◆ **WHAT YOU NEED TO DO**
Beginning at the line containing "Objective — for every instance of the microphone, mark", output every line to the end of the data below exactly as it appears.

:::::

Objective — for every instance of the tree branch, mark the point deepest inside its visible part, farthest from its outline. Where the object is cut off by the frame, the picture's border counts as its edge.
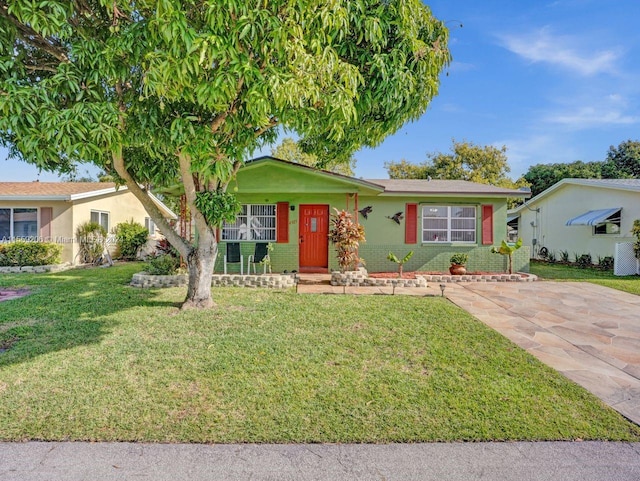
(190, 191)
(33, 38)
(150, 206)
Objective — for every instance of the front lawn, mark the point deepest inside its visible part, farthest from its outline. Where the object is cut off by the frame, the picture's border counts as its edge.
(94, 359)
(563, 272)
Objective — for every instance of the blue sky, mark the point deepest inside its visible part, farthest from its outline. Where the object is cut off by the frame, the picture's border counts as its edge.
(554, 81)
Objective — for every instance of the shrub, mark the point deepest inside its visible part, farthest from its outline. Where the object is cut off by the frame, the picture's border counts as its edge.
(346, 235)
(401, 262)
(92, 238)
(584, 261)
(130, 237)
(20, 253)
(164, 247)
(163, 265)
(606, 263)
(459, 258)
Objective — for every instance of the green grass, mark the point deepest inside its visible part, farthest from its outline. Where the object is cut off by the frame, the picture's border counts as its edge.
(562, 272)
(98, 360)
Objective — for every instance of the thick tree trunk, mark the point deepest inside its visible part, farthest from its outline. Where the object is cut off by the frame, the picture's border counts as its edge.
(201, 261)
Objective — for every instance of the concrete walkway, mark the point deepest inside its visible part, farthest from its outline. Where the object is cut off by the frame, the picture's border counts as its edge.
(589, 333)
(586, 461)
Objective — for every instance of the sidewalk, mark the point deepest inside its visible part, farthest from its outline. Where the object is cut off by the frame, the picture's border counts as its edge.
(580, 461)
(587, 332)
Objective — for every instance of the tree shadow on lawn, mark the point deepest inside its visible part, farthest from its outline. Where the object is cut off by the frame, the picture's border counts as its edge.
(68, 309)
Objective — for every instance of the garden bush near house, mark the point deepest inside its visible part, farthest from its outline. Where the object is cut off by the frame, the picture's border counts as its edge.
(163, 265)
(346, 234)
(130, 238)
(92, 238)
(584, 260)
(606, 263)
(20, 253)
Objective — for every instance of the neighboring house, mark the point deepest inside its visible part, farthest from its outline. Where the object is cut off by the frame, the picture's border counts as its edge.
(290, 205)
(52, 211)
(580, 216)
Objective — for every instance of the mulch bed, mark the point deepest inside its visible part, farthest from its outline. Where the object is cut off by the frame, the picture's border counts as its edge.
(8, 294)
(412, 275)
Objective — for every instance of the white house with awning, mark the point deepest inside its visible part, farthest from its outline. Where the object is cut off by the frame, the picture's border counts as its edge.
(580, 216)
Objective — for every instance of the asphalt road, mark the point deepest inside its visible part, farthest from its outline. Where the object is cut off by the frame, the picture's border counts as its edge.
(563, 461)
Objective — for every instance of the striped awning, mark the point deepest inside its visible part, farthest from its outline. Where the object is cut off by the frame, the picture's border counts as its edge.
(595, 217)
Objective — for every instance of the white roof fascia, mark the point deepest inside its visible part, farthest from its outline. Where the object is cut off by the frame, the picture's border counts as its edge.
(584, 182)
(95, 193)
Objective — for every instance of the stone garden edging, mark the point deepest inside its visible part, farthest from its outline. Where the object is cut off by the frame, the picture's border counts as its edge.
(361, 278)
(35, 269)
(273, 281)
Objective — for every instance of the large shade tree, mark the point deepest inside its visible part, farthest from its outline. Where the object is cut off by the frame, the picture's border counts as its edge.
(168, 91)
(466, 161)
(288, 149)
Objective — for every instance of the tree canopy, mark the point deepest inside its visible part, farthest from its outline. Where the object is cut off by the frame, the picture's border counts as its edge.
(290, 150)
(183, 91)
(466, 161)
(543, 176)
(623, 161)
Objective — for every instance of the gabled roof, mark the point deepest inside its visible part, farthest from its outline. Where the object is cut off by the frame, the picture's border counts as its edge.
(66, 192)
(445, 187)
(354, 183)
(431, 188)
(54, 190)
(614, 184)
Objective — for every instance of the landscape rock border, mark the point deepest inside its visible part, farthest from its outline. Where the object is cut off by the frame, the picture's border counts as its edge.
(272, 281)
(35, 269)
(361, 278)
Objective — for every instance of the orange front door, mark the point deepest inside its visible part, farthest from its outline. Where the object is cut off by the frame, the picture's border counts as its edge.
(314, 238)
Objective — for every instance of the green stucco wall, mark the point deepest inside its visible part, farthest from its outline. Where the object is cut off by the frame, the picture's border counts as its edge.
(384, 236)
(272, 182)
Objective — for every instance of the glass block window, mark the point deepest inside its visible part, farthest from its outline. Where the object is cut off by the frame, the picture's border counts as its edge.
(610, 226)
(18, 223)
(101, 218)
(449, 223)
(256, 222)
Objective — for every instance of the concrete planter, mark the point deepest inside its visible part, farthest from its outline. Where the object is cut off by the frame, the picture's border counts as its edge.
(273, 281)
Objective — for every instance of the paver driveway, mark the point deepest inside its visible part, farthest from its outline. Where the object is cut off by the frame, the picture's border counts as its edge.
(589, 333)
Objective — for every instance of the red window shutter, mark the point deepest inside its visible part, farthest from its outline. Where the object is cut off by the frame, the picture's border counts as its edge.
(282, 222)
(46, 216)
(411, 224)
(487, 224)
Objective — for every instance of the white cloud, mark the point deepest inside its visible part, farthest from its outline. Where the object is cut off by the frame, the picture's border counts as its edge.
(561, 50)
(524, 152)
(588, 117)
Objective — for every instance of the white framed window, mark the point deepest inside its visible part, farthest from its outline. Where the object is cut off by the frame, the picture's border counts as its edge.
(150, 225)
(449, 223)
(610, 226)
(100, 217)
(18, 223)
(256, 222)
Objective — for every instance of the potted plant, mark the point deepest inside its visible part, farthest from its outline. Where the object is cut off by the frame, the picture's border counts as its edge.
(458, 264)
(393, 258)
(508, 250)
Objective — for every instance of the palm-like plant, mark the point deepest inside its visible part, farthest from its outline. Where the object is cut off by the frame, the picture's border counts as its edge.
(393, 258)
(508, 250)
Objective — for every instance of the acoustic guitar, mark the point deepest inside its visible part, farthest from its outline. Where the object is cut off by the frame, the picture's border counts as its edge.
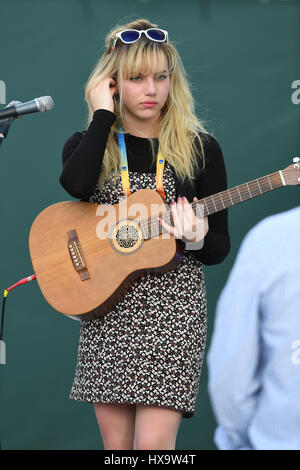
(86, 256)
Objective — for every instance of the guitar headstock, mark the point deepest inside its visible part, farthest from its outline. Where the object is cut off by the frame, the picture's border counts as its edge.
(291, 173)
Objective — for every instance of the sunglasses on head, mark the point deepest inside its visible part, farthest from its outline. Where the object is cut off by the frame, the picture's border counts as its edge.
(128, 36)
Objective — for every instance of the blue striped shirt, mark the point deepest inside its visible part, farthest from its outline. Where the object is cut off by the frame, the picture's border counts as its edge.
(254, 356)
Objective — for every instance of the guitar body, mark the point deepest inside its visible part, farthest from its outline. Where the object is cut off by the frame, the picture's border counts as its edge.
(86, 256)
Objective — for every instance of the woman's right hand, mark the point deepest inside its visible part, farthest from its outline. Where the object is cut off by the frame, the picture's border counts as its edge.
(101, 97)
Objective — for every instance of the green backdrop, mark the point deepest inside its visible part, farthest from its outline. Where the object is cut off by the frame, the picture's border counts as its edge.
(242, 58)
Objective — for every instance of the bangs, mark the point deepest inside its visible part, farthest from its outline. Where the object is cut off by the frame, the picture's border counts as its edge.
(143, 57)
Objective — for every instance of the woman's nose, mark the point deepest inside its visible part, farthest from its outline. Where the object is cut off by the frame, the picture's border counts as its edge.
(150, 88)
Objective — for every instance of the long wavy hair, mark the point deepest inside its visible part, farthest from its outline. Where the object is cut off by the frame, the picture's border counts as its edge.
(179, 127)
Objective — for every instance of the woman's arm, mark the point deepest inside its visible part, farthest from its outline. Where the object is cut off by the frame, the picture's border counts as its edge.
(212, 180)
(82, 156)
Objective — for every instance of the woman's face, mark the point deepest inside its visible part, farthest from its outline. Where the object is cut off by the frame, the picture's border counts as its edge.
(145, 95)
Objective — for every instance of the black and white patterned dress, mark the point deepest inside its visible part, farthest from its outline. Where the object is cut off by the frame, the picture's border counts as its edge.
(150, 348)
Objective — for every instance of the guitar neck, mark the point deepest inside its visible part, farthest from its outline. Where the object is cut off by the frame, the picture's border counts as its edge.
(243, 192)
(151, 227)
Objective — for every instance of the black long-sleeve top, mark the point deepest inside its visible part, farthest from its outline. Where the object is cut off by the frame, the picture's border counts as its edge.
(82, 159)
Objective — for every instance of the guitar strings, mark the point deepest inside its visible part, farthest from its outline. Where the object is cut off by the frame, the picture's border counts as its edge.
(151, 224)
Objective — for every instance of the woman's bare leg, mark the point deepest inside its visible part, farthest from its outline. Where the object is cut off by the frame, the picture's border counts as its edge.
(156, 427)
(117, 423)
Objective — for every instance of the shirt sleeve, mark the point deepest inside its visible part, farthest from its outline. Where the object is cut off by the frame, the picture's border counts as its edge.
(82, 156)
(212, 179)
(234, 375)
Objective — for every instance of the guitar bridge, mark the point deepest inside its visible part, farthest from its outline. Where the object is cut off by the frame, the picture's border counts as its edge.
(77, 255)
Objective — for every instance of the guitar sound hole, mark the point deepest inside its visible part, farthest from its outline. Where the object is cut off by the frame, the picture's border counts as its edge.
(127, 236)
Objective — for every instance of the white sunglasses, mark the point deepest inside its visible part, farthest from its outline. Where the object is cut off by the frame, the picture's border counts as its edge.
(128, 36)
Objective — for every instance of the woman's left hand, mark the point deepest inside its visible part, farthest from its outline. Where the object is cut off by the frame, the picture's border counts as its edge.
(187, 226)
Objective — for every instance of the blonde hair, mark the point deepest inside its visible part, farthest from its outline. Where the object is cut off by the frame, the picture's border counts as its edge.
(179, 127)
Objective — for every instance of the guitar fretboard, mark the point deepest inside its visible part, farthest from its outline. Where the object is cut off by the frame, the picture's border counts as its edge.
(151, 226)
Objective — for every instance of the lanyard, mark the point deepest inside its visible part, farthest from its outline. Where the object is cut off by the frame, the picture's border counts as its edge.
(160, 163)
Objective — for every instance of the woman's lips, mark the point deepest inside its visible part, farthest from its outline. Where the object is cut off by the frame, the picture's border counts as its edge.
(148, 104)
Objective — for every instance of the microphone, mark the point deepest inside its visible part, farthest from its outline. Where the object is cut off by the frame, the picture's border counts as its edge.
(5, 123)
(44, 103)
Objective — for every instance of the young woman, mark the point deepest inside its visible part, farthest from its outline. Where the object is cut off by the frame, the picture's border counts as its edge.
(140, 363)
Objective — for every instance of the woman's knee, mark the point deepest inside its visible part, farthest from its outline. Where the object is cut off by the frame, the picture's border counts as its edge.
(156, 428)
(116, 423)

:::::

◆ **EXPECTED ANSWER**
Objective — for every instance of the microphone, mark the point deepest inside its visible part, farthest from its outline. Where the object is cut off by the frame, the picture's border counts as its edge.
(5, 123)
(44, 103)
Objective — for every instance of the young woman, mark the point deepest inside its visible part, farthest from its outline. Where the object is cut off by the frame, the picture's border counts as its edge.
(140, 363)
Objective — for every instance of the woman's knee, mark the point deepest inside its visible part, farthest from its outline. Where the object is cut off by the frame, the picture's border counts as its edge.
(156, 428)
(116, 423)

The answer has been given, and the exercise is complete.